Exercise → Print the listing once more, exactly as written.

Input for this task →
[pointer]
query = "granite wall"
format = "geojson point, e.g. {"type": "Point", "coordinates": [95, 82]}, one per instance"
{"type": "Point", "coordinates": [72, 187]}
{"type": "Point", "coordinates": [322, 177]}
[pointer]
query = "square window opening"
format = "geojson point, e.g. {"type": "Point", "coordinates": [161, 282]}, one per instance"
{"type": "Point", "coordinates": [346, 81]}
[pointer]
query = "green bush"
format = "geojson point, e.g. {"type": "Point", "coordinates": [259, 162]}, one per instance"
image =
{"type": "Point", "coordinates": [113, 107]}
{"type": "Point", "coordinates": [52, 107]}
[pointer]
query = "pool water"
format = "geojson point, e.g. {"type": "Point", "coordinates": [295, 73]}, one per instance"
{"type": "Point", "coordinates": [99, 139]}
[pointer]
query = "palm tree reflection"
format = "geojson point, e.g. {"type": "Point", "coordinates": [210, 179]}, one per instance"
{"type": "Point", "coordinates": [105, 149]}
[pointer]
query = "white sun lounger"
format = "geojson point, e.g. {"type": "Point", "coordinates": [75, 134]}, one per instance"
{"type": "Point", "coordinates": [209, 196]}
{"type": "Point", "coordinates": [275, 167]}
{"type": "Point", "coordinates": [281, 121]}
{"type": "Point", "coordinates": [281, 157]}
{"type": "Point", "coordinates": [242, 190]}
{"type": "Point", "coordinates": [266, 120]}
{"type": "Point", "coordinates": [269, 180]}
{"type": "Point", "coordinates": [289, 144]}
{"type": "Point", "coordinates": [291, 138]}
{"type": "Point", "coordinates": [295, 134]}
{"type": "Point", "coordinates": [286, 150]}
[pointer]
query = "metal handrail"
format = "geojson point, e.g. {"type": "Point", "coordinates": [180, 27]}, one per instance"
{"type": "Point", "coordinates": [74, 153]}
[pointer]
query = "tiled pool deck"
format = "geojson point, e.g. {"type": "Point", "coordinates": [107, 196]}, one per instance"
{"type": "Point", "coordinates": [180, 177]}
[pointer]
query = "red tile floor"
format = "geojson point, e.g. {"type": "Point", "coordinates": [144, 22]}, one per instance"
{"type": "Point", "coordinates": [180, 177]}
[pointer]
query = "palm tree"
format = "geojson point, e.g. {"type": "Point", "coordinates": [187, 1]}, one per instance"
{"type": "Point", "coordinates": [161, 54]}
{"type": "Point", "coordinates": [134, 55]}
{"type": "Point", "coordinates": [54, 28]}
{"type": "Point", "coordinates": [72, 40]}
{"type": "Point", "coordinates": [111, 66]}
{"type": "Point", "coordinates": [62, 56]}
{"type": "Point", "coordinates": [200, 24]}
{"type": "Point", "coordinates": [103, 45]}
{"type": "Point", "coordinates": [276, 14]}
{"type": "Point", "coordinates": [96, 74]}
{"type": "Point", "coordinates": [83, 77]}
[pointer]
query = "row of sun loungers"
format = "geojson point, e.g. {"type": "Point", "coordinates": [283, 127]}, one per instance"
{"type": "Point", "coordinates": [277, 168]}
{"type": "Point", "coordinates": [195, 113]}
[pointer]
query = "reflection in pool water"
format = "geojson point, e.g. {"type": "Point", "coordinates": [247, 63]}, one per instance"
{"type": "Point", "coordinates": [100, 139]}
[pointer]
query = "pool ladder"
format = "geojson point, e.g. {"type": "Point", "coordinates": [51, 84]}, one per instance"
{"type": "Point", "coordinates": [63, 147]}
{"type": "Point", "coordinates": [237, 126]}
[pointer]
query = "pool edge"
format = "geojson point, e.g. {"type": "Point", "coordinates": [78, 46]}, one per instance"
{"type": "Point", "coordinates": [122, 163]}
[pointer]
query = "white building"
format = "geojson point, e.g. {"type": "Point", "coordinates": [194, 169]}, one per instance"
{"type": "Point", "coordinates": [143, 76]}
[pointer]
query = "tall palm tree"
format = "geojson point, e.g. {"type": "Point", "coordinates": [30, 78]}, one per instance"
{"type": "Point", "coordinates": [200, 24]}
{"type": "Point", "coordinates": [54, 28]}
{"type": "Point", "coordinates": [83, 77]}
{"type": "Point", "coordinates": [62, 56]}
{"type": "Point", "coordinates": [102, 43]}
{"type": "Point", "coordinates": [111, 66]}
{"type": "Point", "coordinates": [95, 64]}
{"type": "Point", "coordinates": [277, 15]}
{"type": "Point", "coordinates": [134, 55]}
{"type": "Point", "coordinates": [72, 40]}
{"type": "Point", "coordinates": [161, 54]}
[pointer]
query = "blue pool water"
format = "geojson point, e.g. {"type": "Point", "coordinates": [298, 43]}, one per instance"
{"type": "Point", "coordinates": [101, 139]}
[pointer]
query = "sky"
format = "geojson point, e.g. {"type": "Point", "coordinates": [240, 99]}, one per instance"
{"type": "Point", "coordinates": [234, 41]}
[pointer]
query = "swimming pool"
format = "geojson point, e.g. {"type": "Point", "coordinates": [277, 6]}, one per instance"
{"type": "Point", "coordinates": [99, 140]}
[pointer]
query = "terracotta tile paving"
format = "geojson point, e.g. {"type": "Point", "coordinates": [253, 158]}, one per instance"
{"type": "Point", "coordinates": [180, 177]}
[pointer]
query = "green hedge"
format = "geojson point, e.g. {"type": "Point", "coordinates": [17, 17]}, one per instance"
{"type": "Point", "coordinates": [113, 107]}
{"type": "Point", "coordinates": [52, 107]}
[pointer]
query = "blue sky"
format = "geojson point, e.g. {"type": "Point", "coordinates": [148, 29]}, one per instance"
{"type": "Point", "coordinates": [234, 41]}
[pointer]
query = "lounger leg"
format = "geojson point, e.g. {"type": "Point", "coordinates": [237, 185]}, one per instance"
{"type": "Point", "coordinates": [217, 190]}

Solution for this task →
[pointer]
query = "granite wall"
format = "geojson point, e.g. {"type": "Point", "coordinates": [95, 82]}, one per instance"
{"type": "Point", "coordinates": [72, 187]}
{"type": "Point", "coordinates": [322, 177]}
[pointer]
query = "square window opening"
format = "geojson point, e.g. {"type": "Point", "coordinates": [161, 282]}, one per instance"
{"type": "Point", "coordinates": [346, 81]}
[pointer]
query = "green bush"
format = "geojson point, e.g. {"type": "Point", "coordinates": [259, 162]}, one per instance"
image =
{"type": "Point", "coordinates": [113, 107]}
{"type": "Point", "coordinates": [52, 107]}
[pointer]
query = "pool water"
format = "geojson point, e.g. {"type": "Point", "coordinates": [295, 73]}, one per instance"
{"type": "Point", "coordinates": [99, 139]}
[pointer]
query = "palm tree reflection"
format = "geojson point, e.g. {"type": "Point", "coordinates": [210, 179]}, one per instance"
{"type": "Point", "coordinates": [105, 149]}
[pointer]
query = "white sun lounger"
format = "geojson point, e.g. {"type": "Point", "coordinates": [75, 134]}, one per instance"
{"type": "Point", "coordinates": [209, 196]}
{"type": "Point", "coordinates": [275, 167]}
{"type": "Point", "coordinates": [281, 121]}
{"type": "Point", "coordinates": [281, 157]}
{"type": "Point", "coordinates": [242, 190]}
{"type": "Point", "coordinates": [266, 120]}
{"type": "Point", "coordinates": [269, 180]}
{"type": "Point", "coordinates": [289, 144]}
{"type": "Point", "coordinates": [291, 138]}
{"type": "Point", "coordinates": [295, 134]}
{"type": "Point", "coordinates": [286, 150]}
[pointer]
query = "metal handrail"
format = "geojson point, e.g. {"type": "Point", "coordinates": [180, 27]}, one per instance"
{"type": "Point", "coordinates": [74, 153]}
[pointer]
query = "tiled pool deck"
format = "geojson point, e.g. {"type": "Point", "coordinates": [107, 196]}, one per instance"
{"type": "Point", "coordinates": [180, 177]}
[pointer]
query = "red tile floor"
format = "geojson point, e.g. {"type": "Point", "coordinates": [144, 22]}, one per instance"
{"type": "Point", "coordinates": [180, 177]}
[pointer]
query = "palm tree"
format = "geojson point, e.g. {"type": "Point", "coordinates": [187, 1]}, one per instance"
{"type": "Point", "coordinates": [161, 54]}
{"type": "Point", "coordinates": [134, 55]}
{"type": "Point", "coordinates": [54, 28]}
{"type": "Point", "coordinates": [72, 40]}
{"type": "Point", "coordinates": [111, 66]}
{"type": "Point", "coordinates": [62, 56]}
{"type": "Point", "coordinates": [200, 24]}
{"type": "Point", "coordinates": [103, 45]}
{"type": "Point", "coordinates": [276, 14]}
{"type": "Point", "coordinates": [96, 74]}
{"type": "Point", "coordinates": [83, 77]}
[pointer]
query = "row of sun loungers"
format = "geojson point, e.g. {"type": "Point", "coordinates": [283, 127]}, one per instance"
{"type": "Point", "coordinates": [277, 168]}
{"type": "Point", "coordinates": [195, 113]}
[pointer]
query = "reflection in pool water"
format = "geojson point, e.g. {"type": "Point", "coordinates": [247, 63]}, one per instance"
{"type": "Point", "coordinates": [100, 139]}
[pointer]
query = "pool ladder"
format = "geojson point, e.g. {"type": "Point", "coordinates": [51, 84]}, one per instance"
{"type": "Point", "coordinates": [63, 147]}
{"type": "Point", "coordinates": [237, 126]}
[pointer]
query = "pool edge"
format = "geojson point, e.g. {"type": "Point", "coordinates": [78, 46]}, one per instance"
{"type": "Point", "coordinates": [122, 163]}
[pointer]
query = "white building"
format = "geojson point, e.g. {"type": "Point", "coordinates": [194, 169]}, one per instance"
{"type": "Point", "coordinates": [143, 76]}
[pointer]
query = "tall palm tree"
format = "geojson point, e.g. {"type": "Point", "coordinates": [30, 78]}, one per instance"
{"type": "Point", "coordinates": [200, 24]}
{"type": "Point", "coordinates": [54, 28]}
{"type": "Point", "coordinates": [83, 77]}
{"type": "Point", "coordinates": [62, 56]}
{"type": "Point", "coordinates": [102, 43]}
{"type": "Point", "coordinates": [111, 66]}
{"type": "Point", "coordinates": [95, 64]}
{"type": "Point", "coordinates": [277, 15]}
{"type": "Point", "coordinates": [134, 55]}
{"type": "Point", "coordinates": [72, 40]}
{"type": "Point", "coordinates": [161, 54]}
[pointer]
query = "blue pool water"
format = "geojson point, e.g. {"type": "Point", "coordinates": [298, 43]}, one per instance"
{"type": "Point", "coordinates": [101, 139]}
[pointer]
query = "sky"
format = "geojson point, e.g. {"type": "Point", "coordinates": [240, 99]}, one per instance"
{"type": "Point", "coordinates": [234, 41]}
[pointer]
query = "swimming pool"
format = "geojson point, e.g. {"type": "Point", "coordinates": [277, 6]}, one per instance"
{"type": "Point", "coordinates": [99, 140]}
[pointer]
query = "terracotta tile paving"
format = "geojson point, e.g. {"type": "Point", "coordinates": [253, 158]}, one per instance"
{"type": "Point", "coordinates": [180, 177]}
[pointer]
query = "green hedge"
format = "geojson point, e.g. {"type": "Point", "coordinates": [17, 17]}, one per instance"
{"type": "Point", "coordinates": [113, 107]}
{"type": "Point", "coordinates": [52, 107]}
[pointer]
query = "blue sky"
format = "geojson point, e.g. {"type": "Point", "coordinates": [148, 29]}, one per instance"
{"type": "Point", "coordinates": [234, 41]}
[pointer]
query = "lounger leg"
format = "geojson point, e.g. {"type": "Point", "coordinates": [237, 185]}, one per instance"
{"type": "Point", "coordinates": [217, 190]}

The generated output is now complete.